ASSIGNMENT
Would you please return the lines of the material that contain the word "tube"?

THE DATA
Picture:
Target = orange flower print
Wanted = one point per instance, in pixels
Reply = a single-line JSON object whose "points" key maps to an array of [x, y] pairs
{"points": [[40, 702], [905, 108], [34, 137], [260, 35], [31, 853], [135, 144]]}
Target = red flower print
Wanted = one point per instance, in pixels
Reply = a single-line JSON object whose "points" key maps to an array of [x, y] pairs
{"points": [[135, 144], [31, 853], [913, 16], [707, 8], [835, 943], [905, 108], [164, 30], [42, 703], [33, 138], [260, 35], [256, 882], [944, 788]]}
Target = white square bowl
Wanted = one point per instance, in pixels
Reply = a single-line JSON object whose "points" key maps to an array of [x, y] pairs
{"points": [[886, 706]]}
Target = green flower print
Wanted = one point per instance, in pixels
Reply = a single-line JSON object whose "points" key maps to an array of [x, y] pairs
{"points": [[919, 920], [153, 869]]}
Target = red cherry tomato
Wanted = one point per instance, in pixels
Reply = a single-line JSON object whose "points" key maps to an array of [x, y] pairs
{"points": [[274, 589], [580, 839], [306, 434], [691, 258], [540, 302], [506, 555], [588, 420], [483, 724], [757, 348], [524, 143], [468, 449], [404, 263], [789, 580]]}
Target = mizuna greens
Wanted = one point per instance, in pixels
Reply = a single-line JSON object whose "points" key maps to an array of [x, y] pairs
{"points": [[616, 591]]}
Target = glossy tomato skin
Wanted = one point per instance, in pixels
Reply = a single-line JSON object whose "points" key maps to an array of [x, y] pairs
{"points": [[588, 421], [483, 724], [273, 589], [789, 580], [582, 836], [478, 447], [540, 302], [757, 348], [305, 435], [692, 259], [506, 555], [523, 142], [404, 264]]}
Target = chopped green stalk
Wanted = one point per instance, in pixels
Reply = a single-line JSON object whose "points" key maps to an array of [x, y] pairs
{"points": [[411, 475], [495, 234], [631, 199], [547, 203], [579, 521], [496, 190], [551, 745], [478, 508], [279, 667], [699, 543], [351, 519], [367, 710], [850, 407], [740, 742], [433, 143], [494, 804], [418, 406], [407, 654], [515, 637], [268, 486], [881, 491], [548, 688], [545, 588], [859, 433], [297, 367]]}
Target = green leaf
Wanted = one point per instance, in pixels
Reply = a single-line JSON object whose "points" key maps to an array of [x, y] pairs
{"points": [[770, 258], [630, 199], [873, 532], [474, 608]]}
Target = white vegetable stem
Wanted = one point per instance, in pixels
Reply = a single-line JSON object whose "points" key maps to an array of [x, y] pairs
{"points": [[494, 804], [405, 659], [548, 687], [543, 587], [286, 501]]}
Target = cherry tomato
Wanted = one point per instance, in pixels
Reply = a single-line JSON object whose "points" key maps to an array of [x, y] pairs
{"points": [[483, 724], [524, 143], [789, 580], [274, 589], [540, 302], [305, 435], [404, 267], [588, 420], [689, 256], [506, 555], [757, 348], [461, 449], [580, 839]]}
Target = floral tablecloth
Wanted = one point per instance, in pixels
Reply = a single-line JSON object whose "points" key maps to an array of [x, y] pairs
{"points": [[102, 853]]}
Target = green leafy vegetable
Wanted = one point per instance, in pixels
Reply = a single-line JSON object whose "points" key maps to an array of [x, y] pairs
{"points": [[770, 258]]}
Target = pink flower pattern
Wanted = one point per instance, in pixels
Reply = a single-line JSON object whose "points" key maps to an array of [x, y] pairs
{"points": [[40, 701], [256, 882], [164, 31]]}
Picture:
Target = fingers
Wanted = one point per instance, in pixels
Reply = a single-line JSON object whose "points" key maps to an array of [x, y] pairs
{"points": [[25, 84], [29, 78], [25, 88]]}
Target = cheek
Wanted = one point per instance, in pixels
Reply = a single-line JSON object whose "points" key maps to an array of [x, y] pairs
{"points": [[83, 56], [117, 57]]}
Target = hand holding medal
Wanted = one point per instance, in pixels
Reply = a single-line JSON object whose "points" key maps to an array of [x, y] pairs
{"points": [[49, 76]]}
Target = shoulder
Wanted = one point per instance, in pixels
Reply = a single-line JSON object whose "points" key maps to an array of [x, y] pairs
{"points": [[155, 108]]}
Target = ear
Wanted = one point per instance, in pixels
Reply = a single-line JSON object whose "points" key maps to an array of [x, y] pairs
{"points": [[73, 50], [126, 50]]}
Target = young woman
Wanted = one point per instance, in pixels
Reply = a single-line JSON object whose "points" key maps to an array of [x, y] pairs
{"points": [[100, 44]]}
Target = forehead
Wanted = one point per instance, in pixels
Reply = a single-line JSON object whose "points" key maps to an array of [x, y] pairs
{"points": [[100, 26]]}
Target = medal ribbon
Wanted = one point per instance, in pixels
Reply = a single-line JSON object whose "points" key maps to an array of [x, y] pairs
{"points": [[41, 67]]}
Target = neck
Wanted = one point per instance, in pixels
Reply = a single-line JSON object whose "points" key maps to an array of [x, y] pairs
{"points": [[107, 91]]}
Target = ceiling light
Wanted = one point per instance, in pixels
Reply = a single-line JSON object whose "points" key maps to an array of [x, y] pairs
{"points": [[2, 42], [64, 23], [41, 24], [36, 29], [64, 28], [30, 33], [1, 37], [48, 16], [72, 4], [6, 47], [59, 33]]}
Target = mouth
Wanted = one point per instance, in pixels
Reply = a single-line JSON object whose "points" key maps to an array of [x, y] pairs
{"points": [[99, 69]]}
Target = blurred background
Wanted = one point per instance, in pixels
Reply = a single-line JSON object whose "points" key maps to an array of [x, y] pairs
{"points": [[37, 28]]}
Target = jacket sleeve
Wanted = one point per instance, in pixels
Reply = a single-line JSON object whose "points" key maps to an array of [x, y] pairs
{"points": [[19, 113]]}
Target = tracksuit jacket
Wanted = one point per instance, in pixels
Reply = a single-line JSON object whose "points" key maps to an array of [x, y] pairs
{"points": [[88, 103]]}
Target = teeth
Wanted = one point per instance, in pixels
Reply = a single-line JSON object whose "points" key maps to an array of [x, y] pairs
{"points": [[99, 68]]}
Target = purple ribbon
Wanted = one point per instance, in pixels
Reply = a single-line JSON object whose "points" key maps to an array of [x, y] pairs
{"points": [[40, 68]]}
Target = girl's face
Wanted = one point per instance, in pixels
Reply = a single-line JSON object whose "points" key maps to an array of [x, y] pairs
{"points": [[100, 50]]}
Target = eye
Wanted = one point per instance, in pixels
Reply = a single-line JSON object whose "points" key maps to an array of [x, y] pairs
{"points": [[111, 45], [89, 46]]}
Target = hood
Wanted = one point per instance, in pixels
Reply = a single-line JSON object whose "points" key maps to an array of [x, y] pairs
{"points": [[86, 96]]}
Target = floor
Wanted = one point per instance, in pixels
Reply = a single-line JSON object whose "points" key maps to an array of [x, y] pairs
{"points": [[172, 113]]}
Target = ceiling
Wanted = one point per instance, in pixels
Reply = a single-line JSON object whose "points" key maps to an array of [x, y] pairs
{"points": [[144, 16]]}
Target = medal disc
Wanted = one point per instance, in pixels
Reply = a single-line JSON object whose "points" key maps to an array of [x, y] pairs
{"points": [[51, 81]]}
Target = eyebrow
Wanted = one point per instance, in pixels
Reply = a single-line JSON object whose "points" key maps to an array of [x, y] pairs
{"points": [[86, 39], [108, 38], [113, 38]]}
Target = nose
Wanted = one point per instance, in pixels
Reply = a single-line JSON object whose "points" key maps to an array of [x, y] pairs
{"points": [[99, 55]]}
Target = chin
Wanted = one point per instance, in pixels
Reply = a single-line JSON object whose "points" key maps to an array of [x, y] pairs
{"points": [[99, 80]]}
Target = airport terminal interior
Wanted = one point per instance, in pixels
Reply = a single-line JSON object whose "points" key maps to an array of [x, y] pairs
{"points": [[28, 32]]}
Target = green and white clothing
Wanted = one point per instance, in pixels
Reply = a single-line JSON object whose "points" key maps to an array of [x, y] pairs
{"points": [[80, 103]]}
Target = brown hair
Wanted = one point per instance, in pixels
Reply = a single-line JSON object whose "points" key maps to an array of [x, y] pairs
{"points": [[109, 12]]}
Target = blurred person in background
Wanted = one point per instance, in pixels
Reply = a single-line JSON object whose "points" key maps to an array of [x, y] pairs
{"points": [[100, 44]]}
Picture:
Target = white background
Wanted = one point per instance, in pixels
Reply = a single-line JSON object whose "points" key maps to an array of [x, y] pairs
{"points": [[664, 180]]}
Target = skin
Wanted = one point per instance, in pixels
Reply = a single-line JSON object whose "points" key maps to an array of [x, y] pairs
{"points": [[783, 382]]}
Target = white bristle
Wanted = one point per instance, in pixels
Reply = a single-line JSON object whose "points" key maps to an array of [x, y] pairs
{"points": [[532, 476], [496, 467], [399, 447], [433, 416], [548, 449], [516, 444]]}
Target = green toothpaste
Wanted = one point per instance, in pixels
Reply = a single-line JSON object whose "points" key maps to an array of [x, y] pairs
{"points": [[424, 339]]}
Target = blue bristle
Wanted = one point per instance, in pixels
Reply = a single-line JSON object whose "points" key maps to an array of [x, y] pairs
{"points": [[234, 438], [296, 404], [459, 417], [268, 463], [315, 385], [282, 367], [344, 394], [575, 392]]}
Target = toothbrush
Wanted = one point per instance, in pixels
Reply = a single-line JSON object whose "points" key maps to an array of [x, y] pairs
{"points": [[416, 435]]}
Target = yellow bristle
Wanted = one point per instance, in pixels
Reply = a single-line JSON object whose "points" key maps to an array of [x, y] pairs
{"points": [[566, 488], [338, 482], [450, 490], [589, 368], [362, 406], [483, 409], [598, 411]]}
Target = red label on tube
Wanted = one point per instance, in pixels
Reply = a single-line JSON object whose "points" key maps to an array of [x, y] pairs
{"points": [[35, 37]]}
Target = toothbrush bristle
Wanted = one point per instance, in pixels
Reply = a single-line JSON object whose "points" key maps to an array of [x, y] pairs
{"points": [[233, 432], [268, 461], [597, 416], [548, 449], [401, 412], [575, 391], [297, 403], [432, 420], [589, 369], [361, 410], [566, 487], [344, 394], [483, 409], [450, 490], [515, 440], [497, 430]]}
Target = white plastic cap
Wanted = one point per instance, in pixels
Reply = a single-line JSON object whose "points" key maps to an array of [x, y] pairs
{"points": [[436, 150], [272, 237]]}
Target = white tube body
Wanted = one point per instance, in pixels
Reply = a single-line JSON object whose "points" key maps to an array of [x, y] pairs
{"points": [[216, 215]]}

TASK OUTPUT
Target = red label on tube
Target = white tube body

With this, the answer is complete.